*Task instructions*. Write a continuation of the article on ecommerce analysis below, starting right after its last sentence.

Ecommerce analysis: market opportunities to grow sales

Understanding customers is a major aspect of ecommerce, and if you do it right, you can discover untapped market opportunities to skyrocket your revenue. One of the best ways to do that is through ecommerce analysis.

Simply put, ecommerce analysis involves dissecting and understanding data from various sources that directly or indirectly affect your business. By interpreting this data, you can identify weak points, growth opportunities, and make informed, data-driven decisions to help your store flourish.

It isn’t just about crunching numbers; it's your gateway to discovering what makes your customers tick. You can uncover market opportunities before they hit the mainstream or find niche markets hungry for what you offer.

Overall, it’s more than just a strategy – it’s a way of thinking that keeps you a step ahead. Let’s dive deep and learn more about it.

5 Pillars of ecommerce analysis

Knowing which datasets you should focus on can get overwhelming with such an abundance of available information. However, the five points given below are a few areas that cannot be ignored.

#1 Audience insights

audience insights

Audience analytics can provide important information about your customers, such as their demographics, age, gender, location, purchase patterns, engagement rates, and more. You can use this information to address their concerns and make necessary changes, such as optimizing your website for different devices, changing marketing strategies, and offering promotions based on their purchase patterns and history.

According to Temkin Group, 77% of customers would recommend a brand to a friend after having a single positive experience. This tells you that understanding your customers' needs and ensuring their satisfaction can develop a healthy community, which in turn can help you get more sales.

#2 Acquisition strategies

acquisition strategies

If you want your ecommerce business to expand, you constantly need to acquire new customers. Acquisition analytics provides essential information about where your website traffic is coming from and who those individuals are. By analyzing it in depth, you can determine which marketing channels bring in the most website traffic and have the best return on investment.

*Raw data*.

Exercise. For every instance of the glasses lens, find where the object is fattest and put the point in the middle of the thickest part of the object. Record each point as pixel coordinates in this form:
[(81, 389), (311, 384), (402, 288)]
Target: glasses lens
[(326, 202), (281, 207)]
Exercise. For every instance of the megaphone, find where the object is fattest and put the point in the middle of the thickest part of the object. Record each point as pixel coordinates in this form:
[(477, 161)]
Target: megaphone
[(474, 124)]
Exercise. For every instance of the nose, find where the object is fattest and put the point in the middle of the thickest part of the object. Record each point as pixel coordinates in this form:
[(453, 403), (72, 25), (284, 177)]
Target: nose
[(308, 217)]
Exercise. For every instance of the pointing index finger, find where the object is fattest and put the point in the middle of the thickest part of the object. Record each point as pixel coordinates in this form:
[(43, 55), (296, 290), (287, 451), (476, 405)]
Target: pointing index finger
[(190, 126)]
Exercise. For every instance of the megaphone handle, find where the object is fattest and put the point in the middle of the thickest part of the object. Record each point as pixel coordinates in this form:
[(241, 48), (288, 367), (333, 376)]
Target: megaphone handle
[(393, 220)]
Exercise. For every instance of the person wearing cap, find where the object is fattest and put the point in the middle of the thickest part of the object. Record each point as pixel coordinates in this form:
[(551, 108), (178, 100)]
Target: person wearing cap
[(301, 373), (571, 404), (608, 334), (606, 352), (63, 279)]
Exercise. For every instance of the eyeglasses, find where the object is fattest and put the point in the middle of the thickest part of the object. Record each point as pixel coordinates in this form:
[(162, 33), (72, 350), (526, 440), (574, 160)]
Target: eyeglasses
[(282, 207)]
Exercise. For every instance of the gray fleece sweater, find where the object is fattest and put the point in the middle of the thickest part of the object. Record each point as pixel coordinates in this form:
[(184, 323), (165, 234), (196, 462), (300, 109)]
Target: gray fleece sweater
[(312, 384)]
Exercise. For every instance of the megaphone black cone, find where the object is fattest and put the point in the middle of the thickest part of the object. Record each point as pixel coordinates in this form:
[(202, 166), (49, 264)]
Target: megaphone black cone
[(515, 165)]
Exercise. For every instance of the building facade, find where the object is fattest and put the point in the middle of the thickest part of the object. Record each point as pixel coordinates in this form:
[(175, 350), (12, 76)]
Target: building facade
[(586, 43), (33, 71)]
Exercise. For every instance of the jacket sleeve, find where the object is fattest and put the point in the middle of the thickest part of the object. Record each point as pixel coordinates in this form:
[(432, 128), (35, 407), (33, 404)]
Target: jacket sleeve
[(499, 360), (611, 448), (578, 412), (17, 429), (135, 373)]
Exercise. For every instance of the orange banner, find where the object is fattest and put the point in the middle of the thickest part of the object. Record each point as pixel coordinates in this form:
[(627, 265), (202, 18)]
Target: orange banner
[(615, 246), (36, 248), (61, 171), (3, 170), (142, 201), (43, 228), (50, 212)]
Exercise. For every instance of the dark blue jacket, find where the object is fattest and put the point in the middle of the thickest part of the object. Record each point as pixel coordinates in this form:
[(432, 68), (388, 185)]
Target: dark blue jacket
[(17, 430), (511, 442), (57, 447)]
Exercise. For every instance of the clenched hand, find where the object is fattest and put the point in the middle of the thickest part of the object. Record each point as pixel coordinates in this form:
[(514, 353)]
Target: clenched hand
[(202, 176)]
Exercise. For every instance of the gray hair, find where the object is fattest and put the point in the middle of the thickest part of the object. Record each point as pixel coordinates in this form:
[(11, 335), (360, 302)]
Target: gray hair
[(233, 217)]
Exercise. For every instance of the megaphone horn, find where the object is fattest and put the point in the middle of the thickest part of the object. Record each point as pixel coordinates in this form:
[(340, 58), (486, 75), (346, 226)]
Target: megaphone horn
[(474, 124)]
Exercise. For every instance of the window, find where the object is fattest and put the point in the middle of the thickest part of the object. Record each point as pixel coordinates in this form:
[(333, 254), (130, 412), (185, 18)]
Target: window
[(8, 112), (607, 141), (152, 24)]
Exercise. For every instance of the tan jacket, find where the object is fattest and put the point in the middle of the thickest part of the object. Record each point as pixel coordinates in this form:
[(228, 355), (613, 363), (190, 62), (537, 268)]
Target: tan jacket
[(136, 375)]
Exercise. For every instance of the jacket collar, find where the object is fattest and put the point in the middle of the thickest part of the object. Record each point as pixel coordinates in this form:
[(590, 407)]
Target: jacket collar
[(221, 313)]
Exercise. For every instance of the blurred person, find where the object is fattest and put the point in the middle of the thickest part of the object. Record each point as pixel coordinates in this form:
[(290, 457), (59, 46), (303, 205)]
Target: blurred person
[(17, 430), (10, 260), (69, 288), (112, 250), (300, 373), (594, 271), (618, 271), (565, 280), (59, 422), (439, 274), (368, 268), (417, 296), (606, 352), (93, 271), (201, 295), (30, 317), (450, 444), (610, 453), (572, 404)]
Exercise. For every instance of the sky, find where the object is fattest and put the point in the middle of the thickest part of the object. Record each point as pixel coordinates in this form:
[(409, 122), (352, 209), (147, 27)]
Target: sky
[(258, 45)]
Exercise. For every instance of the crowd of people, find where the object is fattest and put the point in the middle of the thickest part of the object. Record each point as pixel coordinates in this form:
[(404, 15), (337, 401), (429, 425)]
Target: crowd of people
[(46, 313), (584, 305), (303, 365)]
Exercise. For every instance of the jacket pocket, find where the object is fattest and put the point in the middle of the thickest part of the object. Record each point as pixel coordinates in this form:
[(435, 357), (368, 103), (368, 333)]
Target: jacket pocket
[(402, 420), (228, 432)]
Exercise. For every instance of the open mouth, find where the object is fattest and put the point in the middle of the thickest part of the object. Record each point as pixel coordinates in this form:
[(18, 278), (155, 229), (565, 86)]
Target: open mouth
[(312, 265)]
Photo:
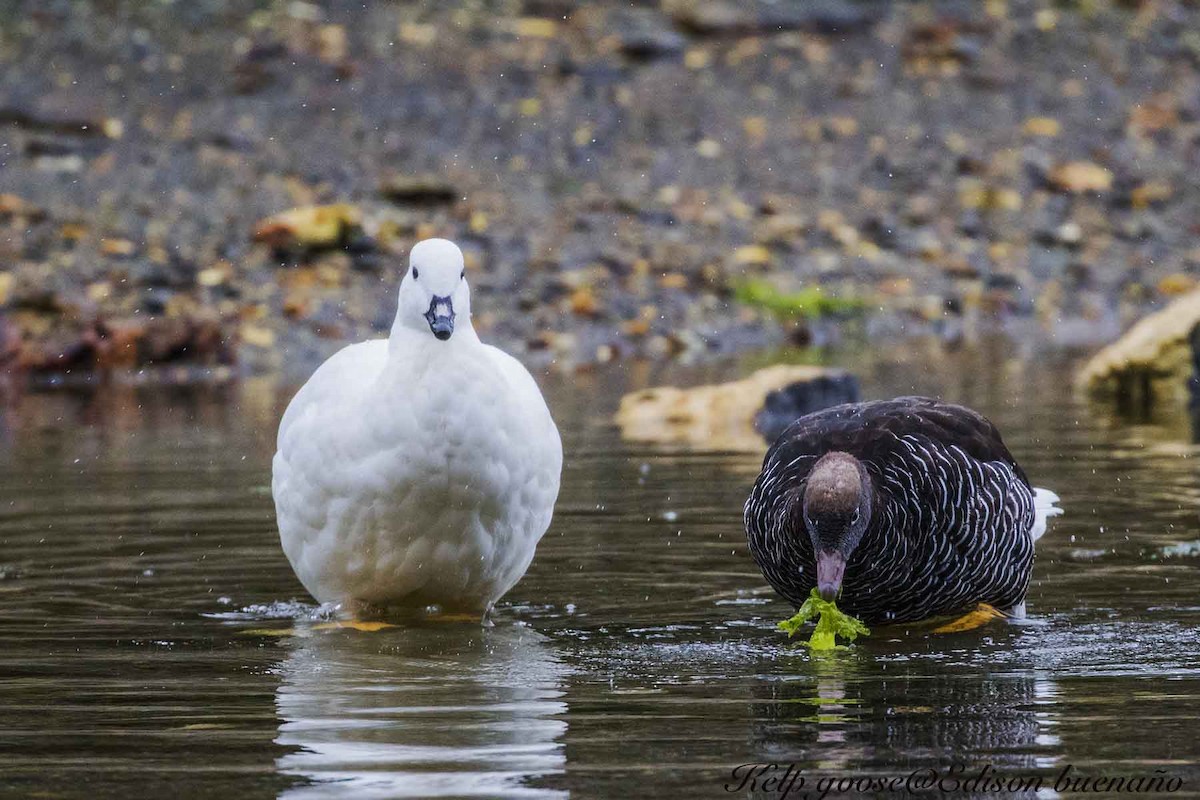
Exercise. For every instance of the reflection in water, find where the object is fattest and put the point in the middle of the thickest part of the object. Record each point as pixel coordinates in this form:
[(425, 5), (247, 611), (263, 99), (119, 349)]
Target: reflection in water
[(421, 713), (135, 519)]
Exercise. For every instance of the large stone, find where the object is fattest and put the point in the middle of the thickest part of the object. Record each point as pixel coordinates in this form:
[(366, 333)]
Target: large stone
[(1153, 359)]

*Exercise answer*.
Once you’ve identified the high-performing channels, using strategies wisely becomes easy. For example, if paid ads fetch you the best results, invest more in them. Similarly, if blog posts are the channels fetching you high-value customers, you would want to spend your time and effort publishing valuable content for your audience.

#3 Behavioral analysis

behavioral analysis

Studying the behavior of users who visit your website can reveal crucial information that can assist in optimizing the overall experience. Look at what products most customers view, how much time they spend on a page, the load times of your store, and what journey the user takes from seeing to purchasing.

These can help you figure out what might be causing a user to not perform a desired action, like making a purchase. How many carts are being abandoned? Is the checkout procedure too lengthy? Are users not spending enough time on your website? Understanding these areas allows you to address the problems and keep improving as a business.

#4 Conversion tracking

conversion tracking

One of the most important metrics for an ecommerce business (or any business) is the conversion rate. It helps you raise questions, such as:

  • How many visitors to your store are turning into actual customers?

  • How many of them are becoming long-term customers?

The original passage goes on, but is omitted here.